┌─ MATERIAL SHOWN

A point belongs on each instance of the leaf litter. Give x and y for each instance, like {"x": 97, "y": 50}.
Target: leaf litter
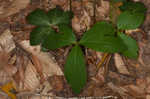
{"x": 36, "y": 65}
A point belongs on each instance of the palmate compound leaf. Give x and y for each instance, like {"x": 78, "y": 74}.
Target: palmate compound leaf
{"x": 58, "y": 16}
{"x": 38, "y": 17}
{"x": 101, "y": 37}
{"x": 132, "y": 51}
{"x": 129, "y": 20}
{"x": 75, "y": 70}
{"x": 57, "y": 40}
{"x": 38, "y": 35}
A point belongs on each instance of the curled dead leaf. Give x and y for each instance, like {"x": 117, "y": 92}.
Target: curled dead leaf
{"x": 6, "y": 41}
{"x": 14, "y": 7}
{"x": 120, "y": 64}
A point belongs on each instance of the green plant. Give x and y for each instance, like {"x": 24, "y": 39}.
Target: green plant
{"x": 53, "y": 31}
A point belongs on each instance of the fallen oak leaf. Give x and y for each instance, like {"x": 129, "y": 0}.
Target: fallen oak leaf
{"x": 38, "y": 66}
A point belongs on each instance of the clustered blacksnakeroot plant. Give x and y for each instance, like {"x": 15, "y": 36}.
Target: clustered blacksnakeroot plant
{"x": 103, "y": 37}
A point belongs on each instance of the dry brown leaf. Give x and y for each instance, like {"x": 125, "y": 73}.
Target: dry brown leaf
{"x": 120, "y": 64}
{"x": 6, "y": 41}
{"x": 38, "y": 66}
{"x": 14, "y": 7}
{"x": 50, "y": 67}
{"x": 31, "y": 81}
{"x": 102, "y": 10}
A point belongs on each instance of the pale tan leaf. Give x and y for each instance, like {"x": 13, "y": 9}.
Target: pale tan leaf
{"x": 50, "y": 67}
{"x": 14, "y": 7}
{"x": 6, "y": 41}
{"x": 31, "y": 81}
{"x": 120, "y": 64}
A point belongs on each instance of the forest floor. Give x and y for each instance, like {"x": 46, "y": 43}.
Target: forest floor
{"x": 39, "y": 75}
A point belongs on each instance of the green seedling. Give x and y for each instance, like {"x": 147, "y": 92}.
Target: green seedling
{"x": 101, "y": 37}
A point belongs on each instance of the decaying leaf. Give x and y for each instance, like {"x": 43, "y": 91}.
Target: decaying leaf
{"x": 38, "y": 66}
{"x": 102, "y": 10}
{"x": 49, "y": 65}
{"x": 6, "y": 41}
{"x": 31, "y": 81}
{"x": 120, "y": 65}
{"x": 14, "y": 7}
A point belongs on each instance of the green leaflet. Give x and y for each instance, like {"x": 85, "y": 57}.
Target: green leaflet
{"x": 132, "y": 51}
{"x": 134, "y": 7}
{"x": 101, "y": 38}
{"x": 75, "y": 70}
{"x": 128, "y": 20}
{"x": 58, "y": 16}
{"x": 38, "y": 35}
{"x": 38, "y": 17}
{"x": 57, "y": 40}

└─

#### DIRECTIONS:
Each entry must be reproduced word for word, and any image among them left out.

#### RESULT FOR THIS TASK:
A point belongs on each instance of the leaf litter. Give x and y for each instance, like {"x": 97, "y": 50}.
Target: leaf litter
{"x": 36, "y": 65}
A point belongs on each instance of the palmate compound leaf. Give x and y for each instance, like {"x": 78, "y": 74}.
Target: palmate compound leaf
{"x": 58, "y": 16}
{"x": 38, "y": 17}
{"x": 101, "y": 37}
{"x": 132, "y": 51}
{"x": 129, "y": 20}
{"x": 75, "y": 70}
{"x": 57, "y": 40}
{"x": 38, "y": 35}
A point belongs on each instance of the curled dead leaf. Give x and y for each instance, like {"x": 117, "y": 92}.
Target: curled dead leaf
{"x": 6, "y": 41}
{"x": 14, "y": 7}
{"x": 120, "y": 64}
A point belongs on each instance of the green plant. Give x and y for each instance, like {"x": 24, "y": 39}.
Target: green plant
{"x": 53, "y": 31}
A point belongs on each instance of the fallen oak leaf. Give x and y for each instance, like {"x": 129, "y": 0}.
Target: fallen oak leaf
{"x": 38, "y": 66}
A point belongs on each instance of the clustered blacksnakeroot plant. Give x and y for each instance, like {"x": 15, "y": 36}.
Target: clustered blacksnakeroot plant
{"x": 103, "y": 37}
A point belongs on each instance of the dry brown leaf. Give x and y for each instance, like {"x": 125, "y": 73}.
Target: dry brown leaf
{"x": 120, "y": 64}
{"x": 6, "y": 41}
{"x": 38, "y": 66}
{"x": 14, "y": 7}
{"x": 50, "y": 67}
{"x": 31, "y": 81}
{"x": 102, "y": 10}
A point belongs on each instance of the pale tan leaf. Give x and y for each instance, like {"x": 13, "y": 9}.
Target: pale tan leaf
{"x": 50, "y": 67}
{"x": 14, "y": 7}
{"x": 6, "y": 41}
{"x": 31, "y": 81}
{"x": 120, "y": 64}
A point belongs on each instance of the forest floor. Give x and y for each instance, like {"x": 46, "y": 43}.
Target: forest floor
{"x": 39, "y": 75}
A point belongs on each instance of the green seedling. Give x and y for each instance, like {"x": 147, "y": 92}.
Target: green seedling
{"x": 101, "y": 37}
A point belongs on each instance of the decaying leaf. Give x and y for each instance, like {"x": 43, "y": 91}.
Target: decaying leaf
{"x": 38, "y": 66}
{"x": 102, "y": 10}
{"x": 49, "y": 65}
{"x": 6, "y": 41}
{"x": 31, "y": 81}
{"x": 120, "y": 65}
{"x": 14, "y": 7}
A point belongs on each instance of the green leaflet. Give x and y for each instance, like {"x": 85, "y": 57}.
Target: green leaflet
{"x": 132, "y": 51}
{"x": 134, "y": 7}
{"x": 101, "y": 38}
{"x": 75, "y": 70}
{"x": 128, "y": 20}
{"x": 58, "y": 16}
{"x": 38, "y": 35}
{"x": 38, "y": 17}
{"x": 57, "y": 40}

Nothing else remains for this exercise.